Text segment —
+---+

A couple of weeks ago I wrote a post on alpha males. Since then I’ve been wondering about their female counterparts. The received wisdom seems to be that alpha females are pretty much an extension of the alpha male profile, but I’m not so sure. In fact, I have been wondering, is female of the species deadlier than the male?

Just for a moment I want to put aside all the usual debates about women at work -- the glass ceiling, the difficulties of combining a career with a family, the prejudices, age, appearance, and the different standards of behaviour for men and women. Instead, I want to look at alpha females as a unique phenomenon, something that transcends the usual commentary about women in the workplace.

The first thing I’ve noticed is that alpha females are usually one-off characters, women who defy categorisation. Unlike alpha males, who like to be part of a pack, it’s difficult to put them in a group as they seem to rise above any stereotyping. The second thing is that they are instantly recognisable. You immediately know when an alpha female walks into the room. The third point is that they can be surprising and full of contradictions.

In London there are a number of alpha females who are worth studying. Here are three who have stood out in recent years for being truly impressive and groundbreaking in their respective fields and I am sure there are many more who will come to light in the coming years.

The first is Nicola Horlick, a 46-year-old billion dollar fund manager who was dubbed ‘Superwoman’ in the 1990s for combined an adrenalin-charged career with bringing up seven children (one of whom died of leukemia. Last year, she fought off an armed robber who tried to mug her outside her home. Even though she had a handgun pushed into her stomach and was pistol-whipped across the back of her head, she fought off the attackers and was back at work the next day, sporting a large bruise from the attack. Ms Horlick ascribed her success to her support systems, her mother, nanny, and husband. “It is women that do not have or cannot afford this type of support that are the real superwomen,” she has said.

+---+

[Point-per-instance localization data]
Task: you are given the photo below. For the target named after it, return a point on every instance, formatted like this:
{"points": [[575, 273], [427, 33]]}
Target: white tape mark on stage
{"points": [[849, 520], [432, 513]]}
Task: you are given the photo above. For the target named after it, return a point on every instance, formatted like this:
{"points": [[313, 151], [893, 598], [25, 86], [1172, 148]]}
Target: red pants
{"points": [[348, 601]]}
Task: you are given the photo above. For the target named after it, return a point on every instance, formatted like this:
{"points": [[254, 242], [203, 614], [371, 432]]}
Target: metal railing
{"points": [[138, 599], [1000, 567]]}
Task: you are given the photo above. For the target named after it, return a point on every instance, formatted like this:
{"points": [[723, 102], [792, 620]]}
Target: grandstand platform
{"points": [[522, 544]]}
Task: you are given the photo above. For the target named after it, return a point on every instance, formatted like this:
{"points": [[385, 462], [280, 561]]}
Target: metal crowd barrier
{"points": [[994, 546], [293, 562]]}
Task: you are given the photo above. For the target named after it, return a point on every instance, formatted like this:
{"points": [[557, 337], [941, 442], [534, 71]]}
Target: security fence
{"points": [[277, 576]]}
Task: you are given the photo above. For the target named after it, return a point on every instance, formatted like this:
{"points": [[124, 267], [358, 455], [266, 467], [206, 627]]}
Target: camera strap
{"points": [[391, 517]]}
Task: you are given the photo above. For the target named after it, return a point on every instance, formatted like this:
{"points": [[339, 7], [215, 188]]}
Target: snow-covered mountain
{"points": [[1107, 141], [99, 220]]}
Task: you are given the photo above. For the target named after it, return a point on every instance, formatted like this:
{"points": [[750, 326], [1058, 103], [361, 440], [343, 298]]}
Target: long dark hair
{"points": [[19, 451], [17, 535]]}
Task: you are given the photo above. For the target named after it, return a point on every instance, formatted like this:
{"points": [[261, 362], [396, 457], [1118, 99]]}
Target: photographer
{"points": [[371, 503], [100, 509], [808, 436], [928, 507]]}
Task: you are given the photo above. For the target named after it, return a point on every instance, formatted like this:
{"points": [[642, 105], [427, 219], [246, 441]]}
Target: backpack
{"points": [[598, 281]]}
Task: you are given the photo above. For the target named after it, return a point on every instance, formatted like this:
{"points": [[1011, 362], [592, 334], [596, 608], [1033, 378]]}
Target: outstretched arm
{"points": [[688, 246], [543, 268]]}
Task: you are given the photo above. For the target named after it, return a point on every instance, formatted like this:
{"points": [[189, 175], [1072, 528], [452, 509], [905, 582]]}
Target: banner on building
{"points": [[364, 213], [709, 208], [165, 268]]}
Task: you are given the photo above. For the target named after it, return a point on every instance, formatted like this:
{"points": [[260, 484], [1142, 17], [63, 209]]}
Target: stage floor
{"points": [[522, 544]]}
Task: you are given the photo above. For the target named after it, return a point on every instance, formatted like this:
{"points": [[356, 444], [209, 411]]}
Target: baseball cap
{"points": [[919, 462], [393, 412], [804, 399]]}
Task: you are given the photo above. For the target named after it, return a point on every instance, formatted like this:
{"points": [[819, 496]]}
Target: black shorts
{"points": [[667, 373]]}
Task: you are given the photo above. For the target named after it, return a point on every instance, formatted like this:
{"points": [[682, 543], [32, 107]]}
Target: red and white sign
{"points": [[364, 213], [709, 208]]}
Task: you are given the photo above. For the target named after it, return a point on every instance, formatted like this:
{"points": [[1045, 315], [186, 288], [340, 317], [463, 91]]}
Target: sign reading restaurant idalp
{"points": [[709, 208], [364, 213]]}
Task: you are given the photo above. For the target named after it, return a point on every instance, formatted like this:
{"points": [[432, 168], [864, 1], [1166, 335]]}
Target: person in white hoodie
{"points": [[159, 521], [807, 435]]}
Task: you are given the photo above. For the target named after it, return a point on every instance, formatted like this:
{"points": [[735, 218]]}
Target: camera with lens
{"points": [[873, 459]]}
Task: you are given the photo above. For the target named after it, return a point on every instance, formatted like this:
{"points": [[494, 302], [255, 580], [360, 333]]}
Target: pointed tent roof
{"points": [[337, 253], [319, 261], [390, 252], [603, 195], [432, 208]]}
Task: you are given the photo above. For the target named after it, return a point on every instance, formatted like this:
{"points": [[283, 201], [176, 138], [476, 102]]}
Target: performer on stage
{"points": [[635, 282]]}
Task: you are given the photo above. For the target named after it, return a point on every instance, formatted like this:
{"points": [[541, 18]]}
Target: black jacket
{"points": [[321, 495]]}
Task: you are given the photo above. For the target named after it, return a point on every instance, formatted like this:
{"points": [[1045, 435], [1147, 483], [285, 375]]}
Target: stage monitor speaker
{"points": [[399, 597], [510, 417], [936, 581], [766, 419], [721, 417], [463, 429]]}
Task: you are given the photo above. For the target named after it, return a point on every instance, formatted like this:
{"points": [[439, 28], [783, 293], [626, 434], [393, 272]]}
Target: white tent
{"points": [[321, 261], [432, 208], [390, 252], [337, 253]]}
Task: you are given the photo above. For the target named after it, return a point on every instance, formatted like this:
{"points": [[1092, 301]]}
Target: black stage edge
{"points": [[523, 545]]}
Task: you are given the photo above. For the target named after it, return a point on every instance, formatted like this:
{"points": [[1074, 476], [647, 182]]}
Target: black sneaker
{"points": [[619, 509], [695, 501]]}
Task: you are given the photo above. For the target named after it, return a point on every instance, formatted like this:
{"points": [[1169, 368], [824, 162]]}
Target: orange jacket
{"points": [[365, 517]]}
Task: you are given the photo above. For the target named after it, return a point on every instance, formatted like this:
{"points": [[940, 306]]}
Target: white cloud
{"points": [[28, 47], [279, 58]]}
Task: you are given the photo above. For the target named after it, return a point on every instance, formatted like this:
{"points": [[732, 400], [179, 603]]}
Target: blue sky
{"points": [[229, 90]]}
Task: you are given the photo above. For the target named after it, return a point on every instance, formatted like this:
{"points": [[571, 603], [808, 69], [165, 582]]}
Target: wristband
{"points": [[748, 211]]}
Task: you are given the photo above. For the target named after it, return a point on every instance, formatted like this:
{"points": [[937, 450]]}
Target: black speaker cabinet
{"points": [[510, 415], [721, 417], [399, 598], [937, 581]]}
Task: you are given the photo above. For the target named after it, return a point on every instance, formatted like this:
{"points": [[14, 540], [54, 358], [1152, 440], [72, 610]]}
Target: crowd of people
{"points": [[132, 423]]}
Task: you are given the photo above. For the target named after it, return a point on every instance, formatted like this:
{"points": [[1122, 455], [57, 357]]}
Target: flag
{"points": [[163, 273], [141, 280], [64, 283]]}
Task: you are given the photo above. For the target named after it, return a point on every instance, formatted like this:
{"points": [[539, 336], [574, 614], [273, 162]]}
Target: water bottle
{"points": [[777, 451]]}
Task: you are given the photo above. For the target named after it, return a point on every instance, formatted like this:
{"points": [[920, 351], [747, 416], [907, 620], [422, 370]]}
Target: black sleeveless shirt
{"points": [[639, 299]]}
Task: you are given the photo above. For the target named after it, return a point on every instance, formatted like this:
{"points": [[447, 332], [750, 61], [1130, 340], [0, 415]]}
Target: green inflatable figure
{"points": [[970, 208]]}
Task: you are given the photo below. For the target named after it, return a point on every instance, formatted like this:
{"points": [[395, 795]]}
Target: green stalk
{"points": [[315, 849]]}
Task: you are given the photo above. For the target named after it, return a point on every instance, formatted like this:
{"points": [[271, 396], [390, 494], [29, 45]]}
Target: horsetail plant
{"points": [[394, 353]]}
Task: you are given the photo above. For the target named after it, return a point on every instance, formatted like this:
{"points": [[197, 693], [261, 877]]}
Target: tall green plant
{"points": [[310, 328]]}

+---+

To do — In the piece on alpha females, to whom did Nicola Horlick ascribe her success?

Problem solution — Her support systems: her mother, her nanny, and her husband.